= WHAT NEEDS TO BE DONE =
Can you turn the paragraph beginning "Liver fibrosis is characterized" in the extract on type I collagen synthesis into a short bulleted list that keeps its main facts?

EXTRACT PROVIDED below:

Liver fibrosis is characterized by the excessive and uncontrolled production of type I collagen by activated hepatic stellate cells (HSCs). Major complications of liver fibrosis are caused by the deposition of type I collagen; however, most current research in liver fibrosis is directed towards understanding the activation of HSCs rather than the mechanism of collagen synthesis. Current models of the synthesis of type I collagen postulate that the procollagen α1(I) and α2(I) polypeptides are synthesized separately, and independently post-translationally modified within the lumen of the endoplasmic reticulum. Two α1(I) peptides and one α2(I) peptide then find each other and fold into a triple helix. However, two facts contradict this simplified model. First, more than 99% of naturally synthesized type I collagen is comprised of heterotrimers of two α1(I) chains and one α2(I) chain; homotrimers of α1(I) chains almost never form Citation[1]. However, collagen α1(I) homotrimers readily form triple helices in humans who have a complete absence of the α2(I) chain Citation[2] and in knockout mice where the gene coding for α2(I) has been inactivated Citation[3]. Therefore, α1(I) chains have the propensity for folding into a functional triple helix, and a certain fraction of homotrimers would form if the interactions between the α1(I) and α2(I) polypeptides are not strictly coordinated. Second, the rate of post-translational modifications and the rate of folding into triple helices are coupled, since the mutations that delay folding result in hypermodifications of the chains and severe forms of osteogenesis imperfecta Citation[4,5]. Therefore, some coordination of synthesis of the procollagen α1(I) and α2(I) polypeptides must take place.

End of EXTRACT PROVIDED.
DATA SEGMENT below:

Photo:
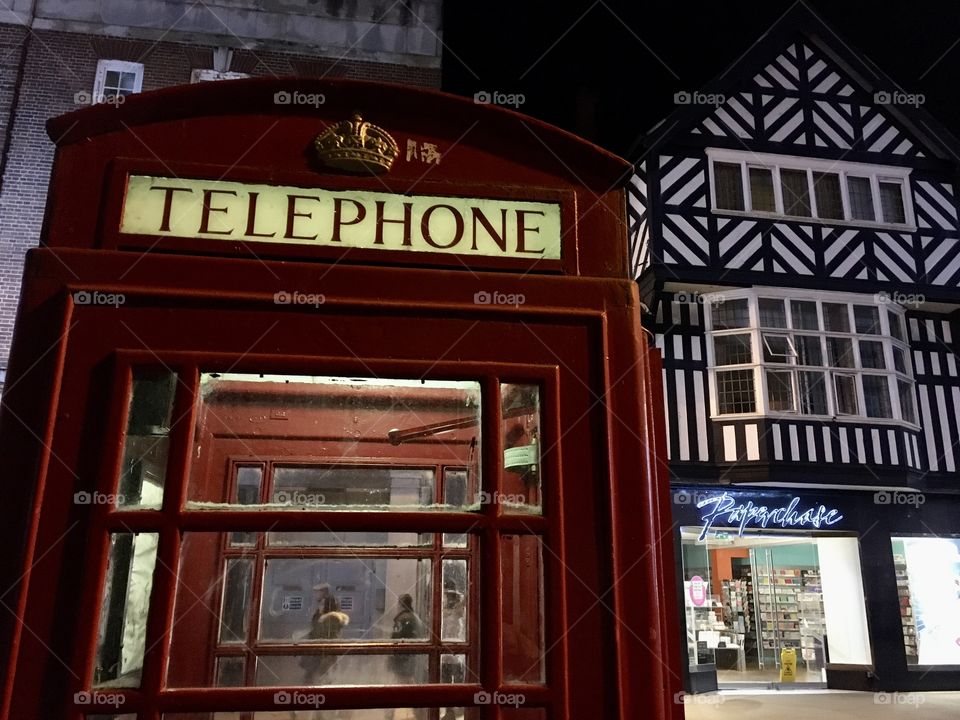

End of DATA SEGMENT.

= REPLY =
- Liver fibrosis is marked by excessive, uncontrolled production of type I collagen by activated hepatic stellate cells (HSCs).
- Its major complications come from type I collagen deposition, yet most research targets HSC activation rather than how collagen is synthesized.
- Current models hold that procollagen α1(I) and α2(I) polypeptides are synthesized separately and modified independently in the endoplasmic reticulum lumen. Two α1(I) chains and one α2(I) chain then fold into a triple helix.
- Two facts contradict this model:
  - Over 99% of natural type I collagen is heterotrimers of two α1(I) chains and one α2(I) chain, and α1(I) homotrimers almost never form. But α1(I) homotrimers do form triple helices in humans lacking α2(I) and in α2(I)-knockout mice. So without strict coordination between the chains, some homotrimers would form.
  - Post-translational modification and triple-helix folding are coupled. Mutations that delay folding cause hypermodification and severe osteogenesis imperfecta.
- Therefore, synthesis of the α1(I) and α2(I) polypeptides must be coordinated to some degree.